**WHAT THE TASK ASKS**
Set down the line that contains "item: white wall" and every line after it to the end of the entries, exactly as they stand and nothing more.

**DATASET RECORDS**
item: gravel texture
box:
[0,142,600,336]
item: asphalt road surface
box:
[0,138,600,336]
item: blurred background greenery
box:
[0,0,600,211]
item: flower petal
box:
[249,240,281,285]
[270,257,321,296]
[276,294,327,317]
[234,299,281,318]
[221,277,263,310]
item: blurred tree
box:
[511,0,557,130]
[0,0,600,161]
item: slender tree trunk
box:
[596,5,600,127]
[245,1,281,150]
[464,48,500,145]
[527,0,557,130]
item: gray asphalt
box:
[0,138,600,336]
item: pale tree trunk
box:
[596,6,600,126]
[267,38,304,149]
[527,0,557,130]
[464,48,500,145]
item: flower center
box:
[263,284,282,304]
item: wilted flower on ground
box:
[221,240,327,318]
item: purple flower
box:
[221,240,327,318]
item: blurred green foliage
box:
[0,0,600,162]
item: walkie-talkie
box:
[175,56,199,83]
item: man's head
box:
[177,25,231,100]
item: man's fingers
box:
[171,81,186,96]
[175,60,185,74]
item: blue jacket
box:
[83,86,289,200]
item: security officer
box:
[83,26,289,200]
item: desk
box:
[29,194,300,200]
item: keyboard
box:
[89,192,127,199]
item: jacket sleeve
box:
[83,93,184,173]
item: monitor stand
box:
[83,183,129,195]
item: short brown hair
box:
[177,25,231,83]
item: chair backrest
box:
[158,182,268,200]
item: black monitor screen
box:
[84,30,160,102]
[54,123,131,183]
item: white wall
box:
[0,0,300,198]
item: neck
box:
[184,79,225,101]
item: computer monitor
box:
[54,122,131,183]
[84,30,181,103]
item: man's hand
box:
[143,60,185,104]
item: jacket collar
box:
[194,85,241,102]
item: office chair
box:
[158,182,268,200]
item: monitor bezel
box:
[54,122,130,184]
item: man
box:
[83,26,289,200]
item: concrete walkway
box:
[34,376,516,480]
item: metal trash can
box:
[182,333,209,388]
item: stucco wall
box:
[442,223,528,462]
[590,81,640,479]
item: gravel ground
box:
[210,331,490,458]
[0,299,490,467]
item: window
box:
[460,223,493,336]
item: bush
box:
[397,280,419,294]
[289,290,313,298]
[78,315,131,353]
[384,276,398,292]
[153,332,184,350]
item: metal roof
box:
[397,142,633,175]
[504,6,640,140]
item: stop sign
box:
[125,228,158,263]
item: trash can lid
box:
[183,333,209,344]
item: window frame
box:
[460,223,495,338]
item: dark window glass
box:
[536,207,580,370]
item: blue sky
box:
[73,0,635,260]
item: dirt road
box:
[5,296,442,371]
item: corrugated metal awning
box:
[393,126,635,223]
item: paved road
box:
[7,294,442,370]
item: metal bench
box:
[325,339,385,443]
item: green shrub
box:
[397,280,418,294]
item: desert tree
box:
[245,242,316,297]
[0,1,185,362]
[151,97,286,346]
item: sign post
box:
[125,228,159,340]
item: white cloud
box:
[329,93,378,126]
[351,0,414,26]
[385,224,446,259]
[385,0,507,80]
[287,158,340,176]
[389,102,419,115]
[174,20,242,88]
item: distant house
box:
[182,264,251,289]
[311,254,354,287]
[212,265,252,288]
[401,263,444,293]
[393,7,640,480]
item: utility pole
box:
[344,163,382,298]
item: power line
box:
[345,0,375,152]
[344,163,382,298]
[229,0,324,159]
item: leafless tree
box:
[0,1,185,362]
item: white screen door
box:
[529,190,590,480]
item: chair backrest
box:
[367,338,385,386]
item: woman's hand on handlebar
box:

**OUTPUT OF THE TASK**
item: white wall
box:
[0,0,300,198]
item: neck
box:
[184,79,225,101]
item: computer monitor
box:
[54,122,131,183]
[84,30,181,103]
item: man's hand
box:
[143,60,185,104]
item: jacket collar
box:
[194,85,241,102]
item: office chair
box:
[158,182,268,200]
item: monitor bezel
box:
[54,122,130,184]
item: man
box:
[83,26,289,200]
item: concrete walkway
box:
[34,376,516,480]
item: metal trash can
box:
[182,333,209,388]
item: stucco wall
box:
[442,223,528,462]
[590,81,640,479]
item: gravel ground
box:
[210,331,490,458]
[0,299,490,467]
item: window
box:
[460,223,493,336]
item: bush
box:
[397,280,419,294]
[289,290,313,298]
[78,315,131,353]
[384,276,398,292]
[153,332,184,350]
item: metal roof
box:
[397,142,633,175]
[504,6,640,140]
item: stop sign
box:
[125,228,158,263]
item: trash can lid
box:
[183,333,209,344]
item: window frame
box:
[460,223,495,338]
item: dark window glass
box:
[536,207,580,370]
item: blue sky
box:
[73,0,635,260]
item: dirt road
box:
[5,296,442,371]
item: corrugated metal awning
box:
[393,126,635,223]
item: paved road
box:
[7,294,442,370]
item: metal bench
box:
[325,339,385,443]
item: green shrub
box:
[397,280,418,294]
item: desert tree
box:
[245,242,316,297]
[0,1,185,362]
[151,97,286,346]
item: sign post
box:
[125,228,159,340]
item: white cloud
box:
[329,93,378,126]
[351,0,414,26]
[385,224,446,259]
[385,0,507,80]
[287,158,340,176]
[389,102,419,115]
[174,20,242,88]
item: distant house
box:
[182,264,251,289]
[311,254,354,287]
[212,265,252,288]
[401,263,444,293]
[393,7,640,480]
item: utility pole
box:
[344,163,382,298]
item: power line
box:
[345,0,375,152]
[344,163,382,298]
[229,0,324,159]
item: leafless tree
box:
[0,1,185,362]
item: white screen door
box:
[529,190,590,480]
item: chair backrest
box:
[367,338,385,386]
item: woman's hand on handlebar
box:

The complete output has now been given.